** start Materials provided **

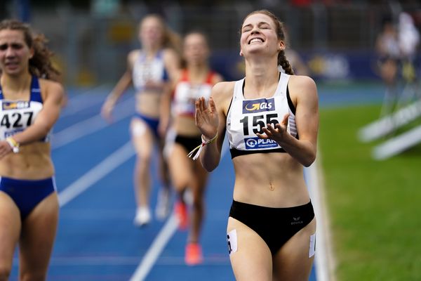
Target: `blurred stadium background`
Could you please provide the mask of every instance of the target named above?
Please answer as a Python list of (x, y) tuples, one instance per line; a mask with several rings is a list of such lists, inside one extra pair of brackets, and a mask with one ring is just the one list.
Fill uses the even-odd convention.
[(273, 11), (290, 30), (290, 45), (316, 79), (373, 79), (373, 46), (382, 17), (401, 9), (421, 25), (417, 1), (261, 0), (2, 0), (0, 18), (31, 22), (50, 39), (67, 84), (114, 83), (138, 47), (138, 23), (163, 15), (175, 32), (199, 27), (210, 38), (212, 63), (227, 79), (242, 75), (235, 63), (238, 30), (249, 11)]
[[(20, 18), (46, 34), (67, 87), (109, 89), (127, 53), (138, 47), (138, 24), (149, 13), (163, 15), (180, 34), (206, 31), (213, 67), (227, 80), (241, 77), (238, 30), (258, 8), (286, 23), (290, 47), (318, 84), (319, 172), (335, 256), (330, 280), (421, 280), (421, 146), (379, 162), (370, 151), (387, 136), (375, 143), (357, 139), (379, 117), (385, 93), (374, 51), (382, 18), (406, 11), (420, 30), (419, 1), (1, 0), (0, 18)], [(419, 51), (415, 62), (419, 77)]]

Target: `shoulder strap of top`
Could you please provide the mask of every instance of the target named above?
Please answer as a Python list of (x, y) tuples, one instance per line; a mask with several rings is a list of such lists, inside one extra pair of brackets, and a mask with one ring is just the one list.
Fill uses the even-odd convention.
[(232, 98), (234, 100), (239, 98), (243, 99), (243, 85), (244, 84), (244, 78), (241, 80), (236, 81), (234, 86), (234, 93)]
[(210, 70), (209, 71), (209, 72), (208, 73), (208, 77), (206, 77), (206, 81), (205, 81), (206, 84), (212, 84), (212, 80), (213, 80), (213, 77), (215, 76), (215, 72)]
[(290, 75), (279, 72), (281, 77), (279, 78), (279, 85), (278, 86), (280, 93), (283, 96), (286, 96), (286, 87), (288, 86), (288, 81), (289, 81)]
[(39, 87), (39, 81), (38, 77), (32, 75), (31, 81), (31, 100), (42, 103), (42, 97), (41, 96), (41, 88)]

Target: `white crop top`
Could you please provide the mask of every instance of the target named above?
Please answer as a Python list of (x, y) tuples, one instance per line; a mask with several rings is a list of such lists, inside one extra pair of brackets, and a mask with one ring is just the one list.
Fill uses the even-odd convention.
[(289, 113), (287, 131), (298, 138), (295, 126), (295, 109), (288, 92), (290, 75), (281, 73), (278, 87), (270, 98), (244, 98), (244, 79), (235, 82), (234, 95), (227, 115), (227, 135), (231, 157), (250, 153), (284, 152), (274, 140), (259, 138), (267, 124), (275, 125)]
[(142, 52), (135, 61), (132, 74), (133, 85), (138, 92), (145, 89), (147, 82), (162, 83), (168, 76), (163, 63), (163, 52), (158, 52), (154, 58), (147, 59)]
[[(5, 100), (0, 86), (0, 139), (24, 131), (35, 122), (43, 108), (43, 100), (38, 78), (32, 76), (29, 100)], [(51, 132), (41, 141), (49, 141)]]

** end Materials provided **
** start Materials provided **

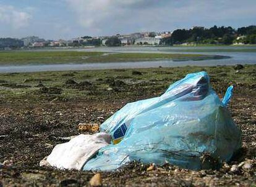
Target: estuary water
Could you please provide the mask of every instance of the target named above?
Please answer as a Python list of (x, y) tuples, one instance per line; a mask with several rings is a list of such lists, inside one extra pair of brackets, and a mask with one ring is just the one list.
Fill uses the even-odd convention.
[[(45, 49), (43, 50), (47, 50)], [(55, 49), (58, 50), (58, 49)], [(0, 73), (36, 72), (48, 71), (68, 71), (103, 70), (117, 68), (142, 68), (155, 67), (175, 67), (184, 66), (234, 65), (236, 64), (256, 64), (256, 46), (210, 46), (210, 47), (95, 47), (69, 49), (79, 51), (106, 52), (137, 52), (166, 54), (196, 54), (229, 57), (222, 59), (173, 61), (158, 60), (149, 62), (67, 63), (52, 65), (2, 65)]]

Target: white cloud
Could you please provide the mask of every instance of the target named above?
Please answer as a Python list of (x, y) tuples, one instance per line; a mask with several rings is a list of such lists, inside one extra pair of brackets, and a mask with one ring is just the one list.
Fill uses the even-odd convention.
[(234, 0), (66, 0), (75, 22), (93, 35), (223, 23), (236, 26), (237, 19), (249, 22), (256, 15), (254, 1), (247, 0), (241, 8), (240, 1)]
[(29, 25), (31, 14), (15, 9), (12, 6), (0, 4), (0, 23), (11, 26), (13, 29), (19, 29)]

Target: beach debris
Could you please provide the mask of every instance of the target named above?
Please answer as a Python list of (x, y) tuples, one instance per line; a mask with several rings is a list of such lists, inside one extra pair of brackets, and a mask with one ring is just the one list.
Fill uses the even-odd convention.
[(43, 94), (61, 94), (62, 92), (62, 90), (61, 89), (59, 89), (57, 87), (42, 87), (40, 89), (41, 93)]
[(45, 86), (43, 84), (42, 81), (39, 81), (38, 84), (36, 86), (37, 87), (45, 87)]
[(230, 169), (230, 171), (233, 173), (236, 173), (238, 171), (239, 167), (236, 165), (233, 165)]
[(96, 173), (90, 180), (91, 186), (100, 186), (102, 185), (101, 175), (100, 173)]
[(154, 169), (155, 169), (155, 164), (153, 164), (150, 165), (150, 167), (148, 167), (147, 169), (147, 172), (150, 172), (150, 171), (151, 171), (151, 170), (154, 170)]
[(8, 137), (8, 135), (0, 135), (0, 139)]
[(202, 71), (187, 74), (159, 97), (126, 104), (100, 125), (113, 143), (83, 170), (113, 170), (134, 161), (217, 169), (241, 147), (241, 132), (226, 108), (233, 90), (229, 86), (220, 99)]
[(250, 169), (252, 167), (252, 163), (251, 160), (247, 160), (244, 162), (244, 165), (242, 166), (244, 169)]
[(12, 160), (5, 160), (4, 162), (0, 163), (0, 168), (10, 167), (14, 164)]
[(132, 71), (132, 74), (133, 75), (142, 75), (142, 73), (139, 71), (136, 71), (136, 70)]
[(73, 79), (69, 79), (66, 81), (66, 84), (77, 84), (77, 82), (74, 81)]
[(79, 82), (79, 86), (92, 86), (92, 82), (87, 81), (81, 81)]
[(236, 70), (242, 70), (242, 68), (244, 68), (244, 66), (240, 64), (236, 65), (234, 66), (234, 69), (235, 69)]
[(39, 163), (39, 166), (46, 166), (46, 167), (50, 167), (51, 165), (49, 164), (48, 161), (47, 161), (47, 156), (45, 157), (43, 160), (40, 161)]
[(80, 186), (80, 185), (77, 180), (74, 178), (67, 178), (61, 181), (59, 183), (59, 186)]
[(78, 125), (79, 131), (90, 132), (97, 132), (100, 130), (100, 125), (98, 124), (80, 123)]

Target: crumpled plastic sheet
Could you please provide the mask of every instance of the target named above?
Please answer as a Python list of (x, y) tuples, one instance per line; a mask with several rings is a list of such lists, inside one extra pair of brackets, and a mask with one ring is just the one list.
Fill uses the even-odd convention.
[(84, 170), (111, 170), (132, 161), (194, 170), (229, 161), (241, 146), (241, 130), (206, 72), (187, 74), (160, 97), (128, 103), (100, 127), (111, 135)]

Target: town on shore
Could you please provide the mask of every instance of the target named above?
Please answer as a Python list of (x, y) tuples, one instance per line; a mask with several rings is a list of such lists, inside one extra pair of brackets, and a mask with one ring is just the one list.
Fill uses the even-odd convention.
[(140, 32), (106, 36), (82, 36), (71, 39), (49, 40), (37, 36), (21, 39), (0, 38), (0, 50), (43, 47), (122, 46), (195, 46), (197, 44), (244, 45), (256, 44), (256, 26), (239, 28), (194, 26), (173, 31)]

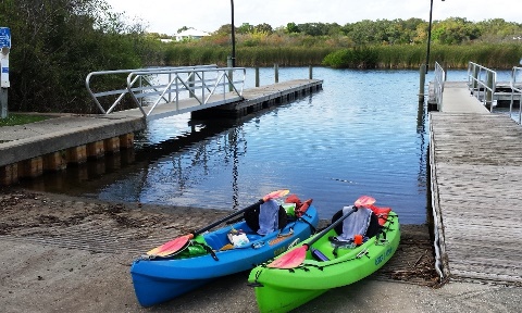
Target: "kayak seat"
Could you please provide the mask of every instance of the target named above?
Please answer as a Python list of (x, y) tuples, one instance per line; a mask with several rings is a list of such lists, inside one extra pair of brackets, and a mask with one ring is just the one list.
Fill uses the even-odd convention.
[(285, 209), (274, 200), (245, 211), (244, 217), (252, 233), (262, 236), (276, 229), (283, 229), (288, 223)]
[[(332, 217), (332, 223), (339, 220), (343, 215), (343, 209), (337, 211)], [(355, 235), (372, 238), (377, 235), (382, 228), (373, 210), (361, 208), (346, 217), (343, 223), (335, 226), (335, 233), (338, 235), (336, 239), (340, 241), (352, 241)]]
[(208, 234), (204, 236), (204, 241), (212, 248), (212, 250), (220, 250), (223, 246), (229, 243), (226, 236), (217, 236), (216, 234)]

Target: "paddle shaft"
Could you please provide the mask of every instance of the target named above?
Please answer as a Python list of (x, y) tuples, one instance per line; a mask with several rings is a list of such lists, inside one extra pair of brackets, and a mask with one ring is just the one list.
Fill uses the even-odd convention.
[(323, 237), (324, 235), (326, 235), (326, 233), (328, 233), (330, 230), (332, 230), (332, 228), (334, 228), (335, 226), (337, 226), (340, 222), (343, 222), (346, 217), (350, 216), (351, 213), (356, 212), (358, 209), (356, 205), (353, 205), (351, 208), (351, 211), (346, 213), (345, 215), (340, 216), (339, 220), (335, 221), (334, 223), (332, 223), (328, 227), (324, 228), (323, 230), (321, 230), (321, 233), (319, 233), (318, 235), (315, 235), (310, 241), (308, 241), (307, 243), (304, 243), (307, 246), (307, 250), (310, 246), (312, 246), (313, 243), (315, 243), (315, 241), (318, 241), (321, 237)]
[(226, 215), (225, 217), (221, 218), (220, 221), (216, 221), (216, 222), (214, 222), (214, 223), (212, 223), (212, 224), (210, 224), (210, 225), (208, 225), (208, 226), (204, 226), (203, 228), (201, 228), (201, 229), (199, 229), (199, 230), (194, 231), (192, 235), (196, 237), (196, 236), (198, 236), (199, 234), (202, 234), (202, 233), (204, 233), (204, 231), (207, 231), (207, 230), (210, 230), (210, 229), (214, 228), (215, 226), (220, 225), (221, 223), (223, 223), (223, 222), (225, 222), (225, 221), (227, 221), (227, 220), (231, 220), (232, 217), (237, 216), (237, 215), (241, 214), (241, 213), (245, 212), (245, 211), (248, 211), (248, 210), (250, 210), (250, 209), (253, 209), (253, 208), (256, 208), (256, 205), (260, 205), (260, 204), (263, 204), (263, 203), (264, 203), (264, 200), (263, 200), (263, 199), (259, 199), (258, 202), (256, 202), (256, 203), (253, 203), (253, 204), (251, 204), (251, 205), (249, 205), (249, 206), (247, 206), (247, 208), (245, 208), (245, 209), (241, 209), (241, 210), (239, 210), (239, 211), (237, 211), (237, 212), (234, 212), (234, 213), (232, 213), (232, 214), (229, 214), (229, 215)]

** end Materials provided **
** start Materials provided **

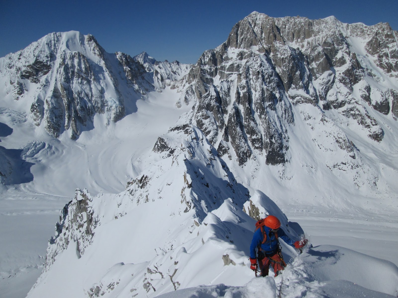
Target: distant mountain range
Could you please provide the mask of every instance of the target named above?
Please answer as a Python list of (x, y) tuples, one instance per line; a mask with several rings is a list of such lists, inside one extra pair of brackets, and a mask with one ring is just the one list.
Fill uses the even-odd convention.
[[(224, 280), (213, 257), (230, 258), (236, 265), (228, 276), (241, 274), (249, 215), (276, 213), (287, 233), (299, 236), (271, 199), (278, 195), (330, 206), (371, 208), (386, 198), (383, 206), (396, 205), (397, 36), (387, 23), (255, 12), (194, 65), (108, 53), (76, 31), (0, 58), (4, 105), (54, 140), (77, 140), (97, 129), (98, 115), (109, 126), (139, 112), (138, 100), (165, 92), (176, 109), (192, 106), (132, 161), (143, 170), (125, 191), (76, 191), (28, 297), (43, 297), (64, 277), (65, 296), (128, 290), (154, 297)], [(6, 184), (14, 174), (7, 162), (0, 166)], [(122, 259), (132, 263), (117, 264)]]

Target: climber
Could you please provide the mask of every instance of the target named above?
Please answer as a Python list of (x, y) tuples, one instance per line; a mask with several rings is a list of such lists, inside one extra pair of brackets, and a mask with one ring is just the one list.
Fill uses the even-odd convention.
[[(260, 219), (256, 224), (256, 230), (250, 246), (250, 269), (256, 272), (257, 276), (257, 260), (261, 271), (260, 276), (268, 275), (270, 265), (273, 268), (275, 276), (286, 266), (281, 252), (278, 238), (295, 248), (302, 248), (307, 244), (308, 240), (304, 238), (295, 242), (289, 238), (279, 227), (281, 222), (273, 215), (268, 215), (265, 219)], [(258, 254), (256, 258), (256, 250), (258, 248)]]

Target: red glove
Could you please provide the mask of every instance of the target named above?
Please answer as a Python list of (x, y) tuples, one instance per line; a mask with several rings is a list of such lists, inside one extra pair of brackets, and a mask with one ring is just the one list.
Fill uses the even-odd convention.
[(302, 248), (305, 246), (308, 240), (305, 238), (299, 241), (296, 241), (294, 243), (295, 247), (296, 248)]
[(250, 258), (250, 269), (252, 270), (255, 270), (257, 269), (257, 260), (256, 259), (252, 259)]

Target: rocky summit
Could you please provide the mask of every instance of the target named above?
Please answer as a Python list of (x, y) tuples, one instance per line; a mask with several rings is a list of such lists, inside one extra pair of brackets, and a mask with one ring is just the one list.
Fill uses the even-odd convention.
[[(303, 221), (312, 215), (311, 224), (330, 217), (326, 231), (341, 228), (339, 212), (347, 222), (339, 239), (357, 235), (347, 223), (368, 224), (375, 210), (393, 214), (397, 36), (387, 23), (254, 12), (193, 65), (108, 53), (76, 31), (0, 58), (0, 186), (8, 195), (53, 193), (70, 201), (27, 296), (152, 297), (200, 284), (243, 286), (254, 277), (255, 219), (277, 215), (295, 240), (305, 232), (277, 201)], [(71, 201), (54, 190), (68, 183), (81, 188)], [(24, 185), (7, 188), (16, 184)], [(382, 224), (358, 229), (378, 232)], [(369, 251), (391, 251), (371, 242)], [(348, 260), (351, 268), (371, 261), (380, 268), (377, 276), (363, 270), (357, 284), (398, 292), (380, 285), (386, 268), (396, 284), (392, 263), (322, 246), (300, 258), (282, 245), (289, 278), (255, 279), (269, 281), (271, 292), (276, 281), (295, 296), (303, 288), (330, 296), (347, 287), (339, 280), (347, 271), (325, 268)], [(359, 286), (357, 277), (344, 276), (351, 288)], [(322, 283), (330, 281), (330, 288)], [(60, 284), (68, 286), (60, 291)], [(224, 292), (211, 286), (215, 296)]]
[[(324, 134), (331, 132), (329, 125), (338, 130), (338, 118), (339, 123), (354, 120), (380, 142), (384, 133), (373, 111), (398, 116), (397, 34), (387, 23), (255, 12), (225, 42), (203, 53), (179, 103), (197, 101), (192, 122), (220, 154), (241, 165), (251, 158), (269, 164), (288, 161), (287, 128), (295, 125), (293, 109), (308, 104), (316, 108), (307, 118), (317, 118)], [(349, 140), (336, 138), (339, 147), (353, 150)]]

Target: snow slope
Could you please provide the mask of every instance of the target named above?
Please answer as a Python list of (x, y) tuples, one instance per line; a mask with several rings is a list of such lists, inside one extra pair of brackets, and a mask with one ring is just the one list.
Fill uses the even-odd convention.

** end Materials provided **

▸ **Goal**
Reproduce the records from the line with "Target: climber" up to and including the line with "259), (252, 259)]", switching "glove" to "mitten" and leaving everything else unchanged.

▸ **Completed task**
Target: climber
Could you please provide the mask of every instance of the target named above?
Please answer as a Python list of (x, y) tuples, one instance per line; a mask with several rings is a list of such lists, inside one extra pair of brackets, and a mask with one ring is just the one list.
Fill uses the even-odd convention.
[[(260, 219), (256, 224), (256, 230), (250, 246), (250, 269), (256, 272), (257, 276), (257, 260), (261, 271), (260, 276), (268, 275), (270, 265), (273, 268), (275, 276), (286, 266), (281, 252), (278, 238), (295, 248), (302, 248), (307, 244), (308, 240), (304, 238), (295, 242), (289, 238), (279, 227), (281, 222), (273, 215), (268, 215), (265, 219)], [(258, 254), (256, 258), (256, 250), (258, 248)]]

Target: red mitten
Could you please provide the mask of every instance of the target named above?
Please answer as a Python list of (x, y) tuples, one instance per line; a mask with several rings is a list of such lists, inside one extra pair of brackets, and a mask with one ring is just the one list.
Fill uses the even-odd convention.
[(302, 248), (305, 246), (308, 240), (305, 238), (299, 241), (296, 241), (294, 243), (295, 247), (296, 248)]
[(250, 258), (250, 269), (252, 270), (255, 270), (257, 269), (257, 260), (256, 259), (252, 259)]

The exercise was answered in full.